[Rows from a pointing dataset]
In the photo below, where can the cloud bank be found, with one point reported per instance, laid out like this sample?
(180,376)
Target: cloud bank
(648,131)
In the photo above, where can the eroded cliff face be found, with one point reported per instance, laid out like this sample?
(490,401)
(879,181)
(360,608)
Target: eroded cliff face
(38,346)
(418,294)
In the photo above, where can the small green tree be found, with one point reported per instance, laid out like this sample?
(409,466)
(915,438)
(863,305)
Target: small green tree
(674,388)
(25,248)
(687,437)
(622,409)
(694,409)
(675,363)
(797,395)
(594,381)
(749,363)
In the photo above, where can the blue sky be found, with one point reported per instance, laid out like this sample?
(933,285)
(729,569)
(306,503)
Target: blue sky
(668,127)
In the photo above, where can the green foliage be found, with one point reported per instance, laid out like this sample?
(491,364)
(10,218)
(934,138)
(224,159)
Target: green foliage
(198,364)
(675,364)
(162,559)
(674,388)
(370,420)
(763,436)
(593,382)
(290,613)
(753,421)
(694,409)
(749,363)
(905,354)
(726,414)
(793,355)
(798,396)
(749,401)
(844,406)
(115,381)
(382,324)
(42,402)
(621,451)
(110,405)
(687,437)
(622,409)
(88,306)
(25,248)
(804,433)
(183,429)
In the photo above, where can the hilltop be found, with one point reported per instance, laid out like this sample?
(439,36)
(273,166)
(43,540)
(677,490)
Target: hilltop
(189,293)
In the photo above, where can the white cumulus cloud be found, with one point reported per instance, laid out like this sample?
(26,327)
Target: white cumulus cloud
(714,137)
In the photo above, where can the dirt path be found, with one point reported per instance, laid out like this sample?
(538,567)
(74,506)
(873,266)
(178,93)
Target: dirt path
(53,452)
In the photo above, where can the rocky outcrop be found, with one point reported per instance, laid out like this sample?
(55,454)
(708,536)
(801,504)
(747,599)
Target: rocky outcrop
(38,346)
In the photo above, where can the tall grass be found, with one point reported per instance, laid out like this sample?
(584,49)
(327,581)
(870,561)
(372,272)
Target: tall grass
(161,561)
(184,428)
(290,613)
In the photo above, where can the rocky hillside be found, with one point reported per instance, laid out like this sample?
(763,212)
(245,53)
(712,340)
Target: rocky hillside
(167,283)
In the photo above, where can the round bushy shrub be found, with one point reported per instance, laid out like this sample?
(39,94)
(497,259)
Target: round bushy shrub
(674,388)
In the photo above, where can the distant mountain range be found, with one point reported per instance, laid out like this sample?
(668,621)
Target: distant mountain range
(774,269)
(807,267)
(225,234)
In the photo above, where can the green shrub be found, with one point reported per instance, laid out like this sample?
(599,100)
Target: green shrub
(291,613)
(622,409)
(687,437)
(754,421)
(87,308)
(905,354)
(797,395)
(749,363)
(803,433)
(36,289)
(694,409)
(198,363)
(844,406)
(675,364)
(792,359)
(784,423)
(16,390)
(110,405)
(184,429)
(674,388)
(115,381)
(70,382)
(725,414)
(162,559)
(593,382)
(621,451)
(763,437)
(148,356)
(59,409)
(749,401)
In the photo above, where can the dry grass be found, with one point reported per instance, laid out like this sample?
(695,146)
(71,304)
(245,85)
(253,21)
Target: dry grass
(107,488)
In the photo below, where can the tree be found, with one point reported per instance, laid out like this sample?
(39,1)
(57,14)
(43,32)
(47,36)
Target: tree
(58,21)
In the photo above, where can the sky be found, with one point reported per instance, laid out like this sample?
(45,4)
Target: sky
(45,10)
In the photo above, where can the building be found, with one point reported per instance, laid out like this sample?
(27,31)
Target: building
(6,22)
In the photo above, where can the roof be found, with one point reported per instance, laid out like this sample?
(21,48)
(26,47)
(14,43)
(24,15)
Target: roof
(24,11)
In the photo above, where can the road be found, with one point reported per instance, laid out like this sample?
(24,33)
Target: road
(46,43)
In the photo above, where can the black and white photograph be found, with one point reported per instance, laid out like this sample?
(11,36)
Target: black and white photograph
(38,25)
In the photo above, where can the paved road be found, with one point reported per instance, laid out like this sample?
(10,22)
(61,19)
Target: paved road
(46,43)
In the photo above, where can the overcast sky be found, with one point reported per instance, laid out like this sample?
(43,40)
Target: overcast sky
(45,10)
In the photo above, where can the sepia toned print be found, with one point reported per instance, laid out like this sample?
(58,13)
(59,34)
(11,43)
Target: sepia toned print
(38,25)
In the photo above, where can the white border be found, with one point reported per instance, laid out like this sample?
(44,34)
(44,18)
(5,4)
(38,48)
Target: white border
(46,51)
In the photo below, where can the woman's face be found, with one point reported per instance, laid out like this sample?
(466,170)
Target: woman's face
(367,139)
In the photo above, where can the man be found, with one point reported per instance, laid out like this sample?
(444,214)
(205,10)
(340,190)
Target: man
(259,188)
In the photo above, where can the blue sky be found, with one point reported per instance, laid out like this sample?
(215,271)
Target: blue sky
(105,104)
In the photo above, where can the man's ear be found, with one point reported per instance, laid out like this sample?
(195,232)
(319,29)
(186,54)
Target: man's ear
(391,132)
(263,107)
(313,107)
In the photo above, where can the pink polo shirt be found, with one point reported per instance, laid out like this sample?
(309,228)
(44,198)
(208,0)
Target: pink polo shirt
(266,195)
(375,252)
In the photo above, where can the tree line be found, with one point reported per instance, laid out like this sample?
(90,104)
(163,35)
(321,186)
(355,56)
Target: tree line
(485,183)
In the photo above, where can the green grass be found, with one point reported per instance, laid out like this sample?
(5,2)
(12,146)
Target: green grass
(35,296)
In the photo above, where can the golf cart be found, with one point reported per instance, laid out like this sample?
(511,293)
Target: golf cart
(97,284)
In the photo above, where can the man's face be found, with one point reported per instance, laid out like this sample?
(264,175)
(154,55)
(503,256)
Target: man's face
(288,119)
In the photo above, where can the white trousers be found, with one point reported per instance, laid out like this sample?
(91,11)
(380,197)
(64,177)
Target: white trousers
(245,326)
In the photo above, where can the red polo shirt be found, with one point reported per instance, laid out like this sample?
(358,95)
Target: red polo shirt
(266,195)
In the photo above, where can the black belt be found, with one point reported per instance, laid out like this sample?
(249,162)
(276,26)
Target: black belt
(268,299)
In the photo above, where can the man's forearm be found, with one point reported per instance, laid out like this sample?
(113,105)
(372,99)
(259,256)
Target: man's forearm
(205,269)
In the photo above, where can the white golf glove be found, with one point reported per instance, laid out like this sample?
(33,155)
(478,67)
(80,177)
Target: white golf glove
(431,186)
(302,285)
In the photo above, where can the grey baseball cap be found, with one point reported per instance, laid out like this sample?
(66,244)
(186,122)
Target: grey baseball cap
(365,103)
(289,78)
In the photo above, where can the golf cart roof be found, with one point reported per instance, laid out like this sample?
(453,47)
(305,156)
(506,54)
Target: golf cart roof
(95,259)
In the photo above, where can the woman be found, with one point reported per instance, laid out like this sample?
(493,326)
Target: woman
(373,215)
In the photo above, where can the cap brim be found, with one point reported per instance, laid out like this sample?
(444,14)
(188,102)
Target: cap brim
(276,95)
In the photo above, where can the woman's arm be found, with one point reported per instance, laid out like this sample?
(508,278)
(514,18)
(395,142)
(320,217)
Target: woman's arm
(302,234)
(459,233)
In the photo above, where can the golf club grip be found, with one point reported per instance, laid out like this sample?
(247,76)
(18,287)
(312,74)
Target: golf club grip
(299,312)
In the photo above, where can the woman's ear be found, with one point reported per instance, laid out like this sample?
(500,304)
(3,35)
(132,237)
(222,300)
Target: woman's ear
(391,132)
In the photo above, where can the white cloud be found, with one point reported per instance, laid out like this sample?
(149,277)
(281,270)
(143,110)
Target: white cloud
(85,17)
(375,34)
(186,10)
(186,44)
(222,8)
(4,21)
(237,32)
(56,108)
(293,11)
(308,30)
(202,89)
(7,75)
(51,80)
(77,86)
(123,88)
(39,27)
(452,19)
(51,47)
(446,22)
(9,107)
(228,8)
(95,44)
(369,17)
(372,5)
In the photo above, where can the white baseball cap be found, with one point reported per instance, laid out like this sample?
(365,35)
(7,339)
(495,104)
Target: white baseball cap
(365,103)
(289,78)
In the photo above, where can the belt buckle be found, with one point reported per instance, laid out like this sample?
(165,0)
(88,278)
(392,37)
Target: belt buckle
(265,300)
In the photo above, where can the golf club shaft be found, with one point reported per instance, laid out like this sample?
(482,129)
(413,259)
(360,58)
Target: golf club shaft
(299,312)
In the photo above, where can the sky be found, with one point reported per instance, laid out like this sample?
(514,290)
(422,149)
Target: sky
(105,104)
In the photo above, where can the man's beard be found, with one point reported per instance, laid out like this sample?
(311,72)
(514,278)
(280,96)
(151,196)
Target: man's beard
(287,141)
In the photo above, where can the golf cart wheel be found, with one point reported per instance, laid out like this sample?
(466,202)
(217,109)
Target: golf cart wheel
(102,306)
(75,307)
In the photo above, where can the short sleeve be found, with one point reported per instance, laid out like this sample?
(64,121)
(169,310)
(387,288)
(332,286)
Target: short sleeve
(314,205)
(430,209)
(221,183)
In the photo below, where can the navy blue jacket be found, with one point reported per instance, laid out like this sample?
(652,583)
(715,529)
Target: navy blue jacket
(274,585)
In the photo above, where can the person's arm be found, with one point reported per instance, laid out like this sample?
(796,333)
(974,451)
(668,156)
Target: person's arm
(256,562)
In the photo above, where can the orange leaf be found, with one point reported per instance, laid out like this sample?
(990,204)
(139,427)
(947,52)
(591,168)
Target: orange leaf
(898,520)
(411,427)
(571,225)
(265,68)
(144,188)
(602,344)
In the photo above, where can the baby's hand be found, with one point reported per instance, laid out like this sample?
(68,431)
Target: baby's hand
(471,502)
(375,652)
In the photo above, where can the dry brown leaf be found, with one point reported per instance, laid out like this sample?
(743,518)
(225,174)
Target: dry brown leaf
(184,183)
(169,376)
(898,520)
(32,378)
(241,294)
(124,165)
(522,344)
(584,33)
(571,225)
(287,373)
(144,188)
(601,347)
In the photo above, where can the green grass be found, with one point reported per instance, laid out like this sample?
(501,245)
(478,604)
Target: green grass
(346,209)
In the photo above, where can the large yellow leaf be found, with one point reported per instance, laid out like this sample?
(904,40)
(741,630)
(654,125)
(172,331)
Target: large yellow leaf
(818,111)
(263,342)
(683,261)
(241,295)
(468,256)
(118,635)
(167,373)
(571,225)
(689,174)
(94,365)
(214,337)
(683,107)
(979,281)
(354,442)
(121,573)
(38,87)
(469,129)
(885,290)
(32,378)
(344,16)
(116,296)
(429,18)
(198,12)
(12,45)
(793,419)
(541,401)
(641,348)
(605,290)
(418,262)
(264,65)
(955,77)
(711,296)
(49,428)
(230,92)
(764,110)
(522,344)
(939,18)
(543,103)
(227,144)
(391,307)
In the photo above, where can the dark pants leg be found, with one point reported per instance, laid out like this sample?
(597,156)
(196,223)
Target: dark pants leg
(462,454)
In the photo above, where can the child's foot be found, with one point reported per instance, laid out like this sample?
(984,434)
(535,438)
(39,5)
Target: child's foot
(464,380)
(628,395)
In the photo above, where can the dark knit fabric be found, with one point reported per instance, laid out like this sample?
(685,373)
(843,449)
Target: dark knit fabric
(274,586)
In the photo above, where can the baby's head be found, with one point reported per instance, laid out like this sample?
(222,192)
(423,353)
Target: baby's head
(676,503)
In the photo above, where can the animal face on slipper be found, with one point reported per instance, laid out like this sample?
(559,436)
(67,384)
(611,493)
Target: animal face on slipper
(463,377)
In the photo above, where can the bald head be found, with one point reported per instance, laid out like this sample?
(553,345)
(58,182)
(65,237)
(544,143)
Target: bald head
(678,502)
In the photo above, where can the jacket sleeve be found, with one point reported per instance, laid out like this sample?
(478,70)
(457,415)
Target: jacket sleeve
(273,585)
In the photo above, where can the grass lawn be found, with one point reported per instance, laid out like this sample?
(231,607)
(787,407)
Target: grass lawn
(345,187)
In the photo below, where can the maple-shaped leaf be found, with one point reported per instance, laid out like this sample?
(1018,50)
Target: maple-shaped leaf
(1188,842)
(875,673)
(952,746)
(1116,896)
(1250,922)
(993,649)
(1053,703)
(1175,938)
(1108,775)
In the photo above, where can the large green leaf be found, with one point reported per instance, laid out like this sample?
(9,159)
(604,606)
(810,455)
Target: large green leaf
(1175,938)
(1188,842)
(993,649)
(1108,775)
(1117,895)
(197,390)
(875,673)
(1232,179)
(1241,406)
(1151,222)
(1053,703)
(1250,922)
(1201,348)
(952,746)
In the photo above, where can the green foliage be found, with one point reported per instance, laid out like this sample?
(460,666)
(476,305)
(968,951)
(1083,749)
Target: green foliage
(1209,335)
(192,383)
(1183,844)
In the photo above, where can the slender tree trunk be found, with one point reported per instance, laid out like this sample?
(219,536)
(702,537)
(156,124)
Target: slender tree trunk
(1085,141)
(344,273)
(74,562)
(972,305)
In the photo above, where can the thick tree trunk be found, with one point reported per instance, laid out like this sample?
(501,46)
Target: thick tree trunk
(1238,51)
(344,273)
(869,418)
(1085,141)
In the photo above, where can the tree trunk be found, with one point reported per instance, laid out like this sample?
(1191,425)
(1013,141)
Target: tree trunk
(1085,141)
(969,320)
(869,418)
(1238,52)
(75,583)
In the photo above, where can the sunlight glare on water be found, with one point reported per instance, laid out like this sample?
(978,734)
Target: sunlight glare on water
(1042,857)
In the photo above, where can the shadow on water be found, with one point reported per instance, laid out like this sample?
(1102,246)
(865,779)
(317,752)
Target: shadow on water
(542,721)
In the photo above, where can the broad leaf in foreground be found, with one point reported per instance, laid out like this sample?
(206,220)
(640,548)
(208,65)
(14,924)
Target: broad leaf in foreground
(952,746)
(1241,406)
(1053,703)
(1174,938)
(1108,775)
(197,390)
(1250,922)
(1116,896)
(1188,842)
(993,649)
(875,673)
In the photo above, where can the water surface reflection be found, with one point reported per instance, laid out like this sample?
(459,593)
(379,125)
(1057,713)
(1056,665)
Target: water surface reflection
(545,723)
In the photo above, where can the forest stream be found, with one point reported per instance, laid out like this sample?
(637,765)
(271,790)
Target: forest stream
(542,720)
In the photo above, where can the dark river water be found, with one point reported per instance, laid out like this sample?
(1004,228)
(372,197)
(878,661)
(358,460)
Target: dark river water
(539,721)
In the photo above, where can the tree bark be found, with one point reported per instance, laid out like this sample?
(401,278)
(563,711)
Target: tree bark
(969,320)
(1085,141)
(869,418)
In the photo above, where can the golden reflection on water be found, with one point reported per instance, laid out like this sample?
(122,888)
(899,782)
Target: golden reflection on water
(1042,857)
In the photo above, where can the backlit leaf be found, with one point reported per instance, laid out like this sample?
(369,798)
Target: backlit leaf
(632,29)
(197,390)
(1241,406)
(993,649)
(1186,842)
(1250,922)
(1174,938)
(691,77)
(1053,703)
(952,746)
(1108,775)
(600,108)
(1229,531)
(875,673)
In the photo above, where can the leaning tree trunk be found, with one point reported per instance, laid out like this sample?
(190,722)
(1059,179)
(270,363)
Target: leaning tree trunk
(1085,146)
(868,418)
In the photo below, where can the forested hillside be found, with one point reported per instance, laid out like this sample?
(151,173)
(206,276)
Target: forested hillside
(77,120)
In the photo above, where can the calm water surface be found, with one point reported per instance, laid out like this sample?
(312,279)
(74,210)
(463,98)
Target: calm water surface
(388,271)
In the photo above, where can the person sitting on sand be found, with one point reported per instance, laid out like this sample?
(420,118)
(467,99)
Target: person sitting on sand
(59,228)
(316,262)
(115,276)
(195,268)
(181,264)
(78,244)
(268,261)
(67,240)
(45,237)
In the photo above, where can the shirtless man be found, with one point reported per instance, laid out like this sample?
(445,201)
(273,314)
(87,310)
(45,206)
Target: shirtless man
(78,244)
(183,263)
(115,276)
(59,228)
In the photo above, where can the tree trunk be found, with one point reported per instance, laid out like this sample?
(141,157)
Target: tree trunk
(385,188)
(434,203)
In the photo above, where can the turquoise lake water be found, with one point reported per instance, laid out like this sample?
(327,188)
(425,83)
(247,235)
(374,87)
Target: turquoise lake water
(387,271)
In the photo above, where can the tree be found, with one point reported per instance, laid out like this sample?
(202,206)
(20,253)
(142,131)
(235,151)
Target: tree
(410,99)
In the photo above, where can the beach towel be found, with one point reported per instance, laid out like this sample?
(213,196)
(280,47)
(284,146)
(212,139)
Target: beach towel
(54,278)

■ What is being asked
The line containing "In the photo below, where can the forested" marks the start; retype it and each line after it through the end of the records above, exactly.

■ Exercise response
In the photo below, where can the forested hillside be found, with one point reported per instance, laid out like this sample?
(151,173)
(206,276)
Target: forested hillside
(77,120)
In the photo above, where can the calm water surface be found, with one point reported per instance, laid out like this sample?
(312,279)
(74,210)
(463,98)
Target: calm water surface
(388,271)
In the photo above, where can the person sitting on sand be found, with one point reported per instance, laid out like this sample?
(420,118)
(467,99)
Target: person sitting on sand
(59,228)
(316,262)
(115,276)
(195,268)
(181,264)
(78,244)
(268,261)
(67,240)
(45,237)
In the photo above, where can the shirtless man be found, with one point reported per instance, laid out like this sample?
(445,201)
(273,314)
(87,310)
(45,206)
Target: shirtless man
(78,244)
(183,263)
(115,276)
(59,228)
In the photo above, where can the tree trunk be found, with one point reported per instance, laid out like this sample?
(141,157)
Target: tree trunk
(385,188)
(434,203)
In the photo above, where can the turquoise lake water be found, with one point reported per instance, laid out like this sample?
(327,188)
(425,83)
(247,235)
(374,87)
Target: turquoise lake water
(387,271)
In the photo above, where can the tree be found, with one point reported per instance, laid out like this sample?
(202,206)
(20,253)
(142,131)
(235,151)
Target: tree
(410,99)
In the photo above, where can the beach towel be found, with one point reported per instance, laid out like this sample?
(213,196)
(280,47)
(284,146)
(212,139)
Target: beach towel
(54,278)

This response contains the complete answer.